### Task description
Arrange all of the rows below as a Markdown table with two columns, No. and Line, giving each line its row number and omitting blank lines.

________________________________________

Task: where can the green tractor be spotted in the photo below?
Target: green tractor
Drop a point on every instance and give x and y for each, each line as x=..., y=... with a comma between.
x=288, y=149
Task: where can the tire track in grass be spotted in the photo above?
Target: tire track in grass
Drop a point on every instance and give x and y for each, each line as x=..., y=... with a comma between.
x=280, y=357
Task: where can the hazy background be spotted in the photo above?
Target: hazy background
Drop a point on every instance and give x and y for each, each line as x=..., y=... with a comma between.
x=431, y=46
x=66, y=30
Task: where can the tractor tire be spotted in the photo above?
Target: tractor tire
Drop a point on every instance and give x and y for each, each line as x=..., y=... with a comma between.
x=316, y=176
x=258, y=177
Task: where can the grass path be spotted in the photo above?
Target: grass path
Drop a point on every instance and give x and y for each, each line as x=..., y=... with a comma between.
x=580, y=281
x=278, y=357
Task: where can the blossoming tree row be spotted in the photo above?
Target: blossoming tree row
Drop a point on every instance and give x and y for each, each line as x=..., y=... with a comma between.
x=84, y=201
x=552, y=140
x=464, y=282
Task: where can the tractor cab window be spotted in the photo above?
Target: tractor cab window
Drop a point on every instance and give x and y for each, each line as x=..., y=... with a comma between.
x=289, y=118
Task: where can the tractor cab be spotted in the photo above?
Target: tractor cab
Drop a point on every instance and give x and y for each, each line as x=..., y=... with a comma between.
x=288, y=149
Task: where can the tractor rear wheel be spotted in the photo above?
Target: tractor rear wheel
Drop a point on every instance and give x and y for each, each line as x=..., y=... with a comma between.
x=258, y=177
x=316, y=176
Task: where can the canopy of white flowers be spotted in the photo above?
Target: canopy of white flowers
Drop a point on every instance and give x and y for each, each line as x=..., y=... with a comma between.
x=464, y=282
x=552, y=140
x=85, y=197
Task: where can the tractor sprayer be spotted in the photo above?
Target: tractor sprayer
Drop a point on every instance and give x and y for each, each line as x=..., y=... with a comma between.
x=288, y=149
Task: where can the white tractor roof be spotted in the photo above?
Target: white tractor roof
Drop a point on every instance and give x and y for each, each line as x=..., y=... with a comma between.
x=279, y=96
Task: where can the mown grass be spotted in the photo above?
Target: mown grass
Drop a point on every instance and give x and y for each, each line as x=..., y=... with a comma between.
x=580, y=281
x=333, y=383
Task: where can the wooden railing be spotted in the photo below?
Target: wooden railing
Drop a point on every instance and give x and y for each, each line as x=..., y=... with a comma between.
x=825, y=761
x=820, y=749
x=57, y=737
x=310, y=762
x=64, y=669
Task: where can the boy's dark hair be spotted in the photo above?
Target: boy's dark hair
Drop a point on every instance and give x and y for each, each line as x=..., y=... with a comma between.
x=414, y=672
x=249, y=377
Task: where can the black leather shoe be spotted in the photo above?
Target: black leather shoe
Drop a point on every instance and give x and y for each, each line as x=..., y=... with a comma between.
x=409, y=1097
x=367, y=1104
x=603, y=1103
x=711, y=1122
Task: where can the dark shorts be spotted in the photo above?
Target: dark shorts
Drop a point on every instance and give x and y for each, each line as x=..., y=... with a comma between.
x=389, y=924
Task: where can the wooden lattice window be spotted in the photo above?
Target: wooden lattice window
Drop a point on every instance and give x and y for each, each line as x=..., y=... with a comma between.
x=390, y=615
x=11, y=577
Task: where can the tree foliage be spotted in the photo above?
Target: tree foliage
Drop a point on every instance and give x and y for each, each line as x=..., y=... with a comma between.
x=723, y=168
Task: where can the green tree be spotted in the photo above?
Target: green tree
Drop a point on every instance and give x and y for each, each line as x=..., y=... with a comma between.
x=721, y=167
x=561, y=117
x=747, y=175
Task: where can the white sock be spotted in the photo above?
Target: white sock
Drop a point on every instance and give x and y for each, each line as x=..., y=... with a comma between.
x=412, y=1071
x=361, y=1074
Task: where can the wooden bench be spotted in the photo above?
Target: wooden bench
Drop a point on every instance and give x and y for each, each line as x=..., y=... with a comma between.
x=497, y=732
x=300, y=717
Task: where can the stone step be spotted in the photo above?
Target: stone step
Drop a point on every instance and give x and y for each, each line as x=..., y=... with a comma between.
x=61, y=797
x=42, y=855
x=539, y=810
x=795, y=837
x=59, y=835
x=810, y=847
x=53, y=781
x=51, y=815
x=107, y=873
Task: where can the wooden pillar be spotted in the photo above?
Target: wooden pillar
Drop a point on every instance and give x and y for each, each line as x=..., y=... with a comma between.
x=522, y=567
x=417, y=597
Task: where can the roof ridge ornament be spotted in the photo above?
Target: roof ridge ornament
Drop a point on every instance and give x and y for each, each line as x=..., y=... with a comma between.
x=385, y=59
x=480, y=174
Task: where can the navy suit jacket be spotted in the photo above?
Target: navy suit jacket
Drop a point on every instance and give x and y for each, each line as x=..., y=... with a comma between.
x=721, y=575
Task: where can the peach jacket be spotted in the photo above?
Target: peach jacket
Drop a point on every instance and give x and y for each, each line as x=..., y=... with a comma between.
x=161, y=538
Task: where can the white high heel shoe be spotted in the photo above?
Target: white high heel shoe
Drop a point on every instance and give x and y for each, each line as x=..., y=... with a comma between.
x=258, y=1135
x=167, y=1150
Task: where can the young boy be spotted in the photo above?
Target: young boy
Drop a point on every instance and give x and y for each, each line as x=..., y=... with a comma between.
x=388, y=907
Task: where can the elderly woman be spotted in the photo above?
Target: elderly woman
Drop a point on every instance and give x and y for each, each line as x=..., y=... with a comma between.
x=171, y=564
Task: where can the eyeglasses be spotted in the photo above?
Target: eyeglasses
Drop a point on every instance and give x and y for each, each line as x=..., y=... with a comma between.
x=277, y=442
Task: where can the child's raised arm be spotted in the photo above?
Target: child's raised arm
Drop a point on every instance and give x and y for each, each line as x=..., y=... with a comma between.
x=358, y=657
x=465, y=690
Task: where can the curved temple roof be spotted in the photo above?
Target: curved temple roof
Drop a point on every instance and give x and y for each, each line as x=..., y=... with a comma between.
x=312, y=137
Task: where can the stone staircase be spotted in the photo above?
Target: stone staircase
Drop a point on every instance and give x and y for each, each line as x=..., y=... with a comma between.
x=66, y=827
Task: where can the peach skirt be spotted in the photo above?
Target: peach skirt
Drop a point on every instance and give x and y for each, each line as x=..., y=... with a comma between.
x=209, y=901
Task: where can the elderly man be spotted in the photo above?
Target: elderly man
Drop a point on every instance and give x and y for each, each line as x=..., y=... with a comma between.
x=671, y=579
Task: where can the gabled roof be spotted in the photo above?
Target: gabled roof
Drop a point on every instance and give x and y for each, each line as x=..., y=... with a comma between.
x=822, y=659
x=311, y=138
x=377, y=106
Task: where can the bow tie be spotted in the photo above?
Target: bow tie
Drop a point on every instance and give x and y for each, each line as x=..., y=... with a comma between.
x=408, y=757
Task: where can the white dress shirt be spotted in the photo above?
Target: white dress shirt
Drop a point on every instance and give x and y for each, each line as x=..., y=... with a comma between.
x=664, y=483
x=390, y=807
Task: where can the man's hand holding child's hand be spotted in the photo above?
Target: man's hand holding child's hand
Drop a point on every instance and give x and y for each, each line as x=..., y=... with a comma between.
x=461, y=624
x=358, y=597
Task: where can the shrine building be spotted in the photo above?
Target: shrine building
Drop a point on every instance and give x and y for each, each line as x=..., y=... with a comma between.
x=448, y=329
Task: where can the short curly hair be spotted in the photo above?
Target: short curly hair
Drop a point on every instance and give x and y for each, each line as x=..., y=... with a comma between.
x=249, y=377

________________________________________

### Written answer
| No. | Line |
|---|---|
| 1 | Task: where can the green tractor be spotted in the photo below? |
| 2 | Target: green tractor |
| 3 | Drop a point on every instance and give x and y for each, each line as x=..., y=... with a comma between. |
| 4 | x=288, y=149 |
| 5 | Task: where can the tire track in grass be spotted in the photo above? |
| 6 | Target: tire track in grass |
| 7 | Drop a point on every instance and give x and y for each, each line as x=..., y=... with a comma between. |
| 8 | x=280, y=357 |
| 9 | Task: where can the hazy background be spotted in the photo above? |
| 10 | Target: hazy background |
| 11 | Drop a point on every instance and give x and y for each, each line as x=..., y=... with a comma between. |
| 12 | x=431, y=46 |
| 13 | x=66, y=30 |
| 14 | Task: where can the tractor tire be spotted in the photo above? |
| 15 | Target: tractor tire |
| 16 | Drop a point on every instance and give x and y for each, each line as x=..., y=... with a comma between. |
| 17 | x=316, y=176 |
| 18 | x=258, y=177 |
| 19 | Task: where can the grass path be spotted in the photo above? |
| 20 | Target: grass path |
| 21 | Drop a point on every instance and give x and y for each, each line as x=..., y=... with a comma between. |
| 22 | x=580, y=281 |
| 23 | x=278, y=357 |
| 24 | Task: where can the blossoming tree row be spotted in the photo above? |
| 25 | Target: blossoming tree row |
| 26 | Drop a point on every instance and give x and y for each, each line as x=..., y=... with a comma between. |
| 27 | x=84, y=201 |
| 28 | x=552, y=140 |
| 29 | x=464, y=282 |
| 30 | Task: where can the tractor cab window be spotted in the photo above? |
| 31 | Target: tractor cab window |
| 32 | Drop a point on every instance and give x and y for each, each line as x=..., y=... with a comma between. |
| 33 | x=289, y=118 |
| 34 | Task: where can the tractor cab be spotted in the photo above? |
| 35 | Target: tractor cab |
| 36 | Drop a point on every instance and give x and y for each, each line as x=..., y=... with a comma between. |
| 37 | x=288, y=149 |
| 38 | Task: where can the tractor rear wheel be spotted in the photo above? |
| 39 | Target: tractor rear wheel |
| 40 | Drop a point on every instance and give x and y for each, each line as x=..., y=... with a comma between. |
| 41 | x=258, y=177 |
| 42 | x=316, y=176 |
| 43 | Task: where can the canopy of white flowers be spotted in the photo above? |
| 44 | Target: canopy of white flowers |
| 45 | Drop a point on every instance and give x and y for each, each line as x=..., y=... with a comma between. |
| 46 | x=464, y=282 |
| 47 | x=552, y=140 |
| 48 | x=85, y=197 |
| 49 | Task: where can the tractor sprayer be spotted in the photo above? |
| 50 | Target: tractor sprayer |
| 51 | Drop a point on every instance and give x and y for each, each line as x=..., y=... with a comma between. |
| 52 | x=288, y=149 |
| 53 | Task: where can the white tractor roof be spotted in the photo above? |
| 54 | Target: white tractor roof |
| 55 | Drop a point on every instance and give x and y for each, each line as x=..., y=... with a comma between. |
| 56 | x=279, y=96 |
| 57 | Task: where can the mown grass be spotted in the photo above? |
| 58 | Target: mown grass |
| 59 | Drop a point on every instance and give x and y for each, each line as x=..., y=... with a comma between. |
| 60 | x=580, y=281 |
| 61 | x=333, y=383 |
| 62 | Task: where can the wooden railing be spotted in the photo below? |
| 63 | Target: wooden railing |
| 64 | Drop a point on every instance and give x and y for each, each line as x=..., y=... with a comma between. |
| 65 | x=825, y=761 |
| 66 | x=820, y=749 |
| 67 | x=57, y=737 |
| 68 | x=310, y=762 |
| 69 | x=64, y=669 |
| 70 | Task: where can the boy's dark hair be spotted in the photo above? |
| 71 | Target: boy's dark hair |
| 72 | Drop a point on every instance and give x and y for each, each line as x=..., y=... with a comma between. |
| 73 | x=414, y=672 |
| 74 | x=249, y=377 |
| 75 | Task: where can the black leather shoe be spotted in the photo above? |
| 76 | Target: black leather shoe |
| 77 | Drop a point on every instance and give x and y for each, each line as x=..., y=... with a comma between. |
| 78 | x=409, y=1097 |
| 79 | x=367, y=1104 |
| 80 | x=603, y=1103 |
| 81 | x=711, y=1122 |
| 82 | Task: where can the dark shorts be spotted in the photo above? |
| 83 | Target: dark shorts |
| 84 | Drop a point on every instance and give x and y for each, each line as x=..., y=... with a comma between. |
| 85 | x=389, y=924 |
| 86 | Task: where can the wooden lattice window be spotted in the photo above? |
| 87 | Target: wooden lattice window |
| 88 | Drop a point on every instance and give x and y for each, each line as x=..., y=... with a comma between. |
| 89 | x=390, y=615 |
| 90 | x=11, y=577 |
| 91 | Task: where can the tree foliage be spotted in the photo above? |
| 92 | Target: tree foliage |
| 93 | Drop a point on every instance and give x and y for each, each line as x=..., y=... with a comma between. |
| 94 | x=723, y=168 |
| 95 | Task: where can the green tree be spotted in the photo above? |
| 96 | Target: green tree |
| 97 | Drop a point on every instance and give x and y for each, each line as x=..., y=... with a comma between. |
| 98 | x=721, y=167 |
| 99 | x=561, y=117 |
| 100 | x=747, y=175 |
| 101 | Task: where can the white sock be spotted in the photo above? |
| 102 | Target: white sock |
| 103 | Drop a point on every instance and give x and y for each, each line as x=..., y=... with a comma between. |
| 104 | x=412, y=1071 |
| 105 | x=361, y=1074 |
| 106 | Task: where can the wooden bench be spotted in the photo above? |
| 107 | Target: wooden bench |
| 108 | Drop a point on every instance and give x and y for each, each line as x=..., y=... with a comma between. |
| 109 | x=497, y=732 |
| 110 | x=300, y=717 |
| 111 | Task: where can the stone step be spotted in the photo above? |
| 112 | Target: stone step |
| 113 | Drop a point on every instance and give x and y for each, each line as x=..., y=... with a comma between. |
| 114 | x=61, y=797 |
| 115 | x=42, y=855 |
| 116 | x=539, y=810 |
| 117 | x=795, y=837 |
| 118 | x=59, y=835 |
| 119 | x=810, y=847 |
| 120 | x=53, y=781 |
| 121 | x=51, y=815 |
| 122 | x=107, y=873 |
| 123 | Task: where can the wooden pillar be spotted in the photo above? |
| 124 | Target: wooden pillar |
| 125 | Drop a point on every instance and give x and y for each, each line as x=..., y=... with a comma between. |
| 126 | x=522, y=567 |
| 127 | x=417, y=597 |
| 128 | Task: where can the roof ridge ornament be spotted in the photo above? |
| 129 | Target: roof ridge ornament |
| 130 | Drop a point on every instance and give x and y for each, each line as x=..., y=... with a comma between. |
| 131 | x=385, y=59 |
| 132 | x=480, y=174 |
| 133 | Task: where can the navy suit jacket be spotted in the photo above? |
| 134 | Target: navy suit jacket |
| 135 | Drop a point on every instance and give x and y for each, each line as x=..., y=... with a comma between. |
| 136 | x=721, y=575 |
| 137 | Task: where can the peach jacket be spotted in the photo above? |
| 138 | Target: peach jacket |
| 139 | Drop a point on every instance and give x and y for each, each line as x=..., y=... with a comma between. |
| 140 | x=161, y=538 |
| 141 | Task: where can the white high heel shoe be spotted in the photo above? |
| 142 | Target: white high heel shoe |
| 143 | Drop a point on every instance and give x and y for each, each line as x=..., y=... with a comma between. |
| 144 | x=258, y=1135 |
| 145 | x=167, y=1150 |
| 146 | Task: where can the young boy be spotted in the photo above? |
| 147 | Target: young boy |
| 148 | Drop a point on every instance and give x and y for each, each line as x=..., y=... with a comma between. |
| 149 | x=388, y=907 |
| 150 | Task: where can the elderly woman be spotted in the photo above? |
| 151 | Target: elderly woman |
| 152 | Drop a point on every instance and give x and y for each, each line as x=..., y=... with a comma between. |
| 153 | x=171, y=564 |
| 154 | Task: where can the eyeglasses be spotted in the photo above? |
| 155 | Target: eyeglasses |
| 156 | Drop a point on every instance and give x and y for each, each line as x=..., y=... with a comma between. |
| 157 | x=277, y=442 |
| 158 | Task: where can the child's raised arm be spotted in the photo above? |
| 159 | Target: child's raised arm |
| 160 | Drop a point on every instance and give x and y for each, each line as x=..., y=... with a comma between. |
| 161 | x=358, y=657 |
| 162 | x=465, y=690 |
| 163 | Task: where can the curved temple roof be spotted in the photo above? |
| 164 | Target: curved temple roof |
| 165 | Drop a point on every instance and give x and y for each, each line as x=..., y=... with a comma between. |
| 166 | x=312, y=137 |
| 167 | Task: where can the stone staircase be spotted in the photo above? |
| 168 | Target: stone staircase |
| 169 | Drop a point on every instance and give x and y for each, each line as x=..., y=... with a comma between. |
| 170 | x=66, y=827 |
| 171 | Task: where can the peach skirt be spotted in the photo above? |
| 172 | Target: peach skirt |
| 173 | Drop a point on every instance and give x and y for each, each line as x=..., y=... with a comma between. |
| 174 | x=209, y=901 |
| 175 | Task: where can the elderly man be spotted in the photo above? |
| 176 | Target: elderly man |
| 177 | Drop a point on every instance and give x and y for each, each line as x=..., y=... with a comma between. |
| 178 | x=671, y=579 |
| 179 | Task: where can the gabled roof be spotted in the photo above? |
| 180 | Target: gabled roof |
| 181 | Drop a point on every instance and give x and y for each, each line as x=..., y=... with a comma between. |
| 182 | x=822, y=659 |
| 183 | x=311, y=138 |
| 184 | x=377, y=106 |
| 185 | Task: where can the bow tie be spotted in the photo above? |
| 186 | Target: bow tie |
| 187 | Drop a point on every instance and give x and y for each, each line as x=..., y=... with a comma between. |
| 188 | x=408, y=757 |
| 189 | Task: where can the white dress shirt be spotted in the photo above? |
| 190 | Target: white dress shirt |
| 191 | Drop a point on every instance and give x and y for each, each line as x=..., y=... with a comma between. |
| 192 | x=664, y=483 |
| 193 | x=390, y=807 |
| 194 | Task: where can the man's hand holding child's hand be spotted in the photo above? |
| 195 | Target: man's hand holding child's hand |
| 196 | Drop a point on every instance and give x and y for each, each line as x=..., y=... with a comma between. |
| 197 | x=461, y=624 |
| 198 | x=358, y=597 |
| 199 | Task: where can the shrine building be spotted in the photo above? |
| 200 | Target: shrine building |
| 201 | Drop a point on every instance and give x and y for each, each line as x=..., y=... with a comma between. |
| 202 | x=448, y=329 |
| 203 | Task: where can the short curly hair be spotted in the photo above? |
| 204 | Target: short curly hair |
| 205 | Drop a point on every instance and give x and y for each, each line as x=..., y=... with a comma between. |
| 206 | x=249, y=377 |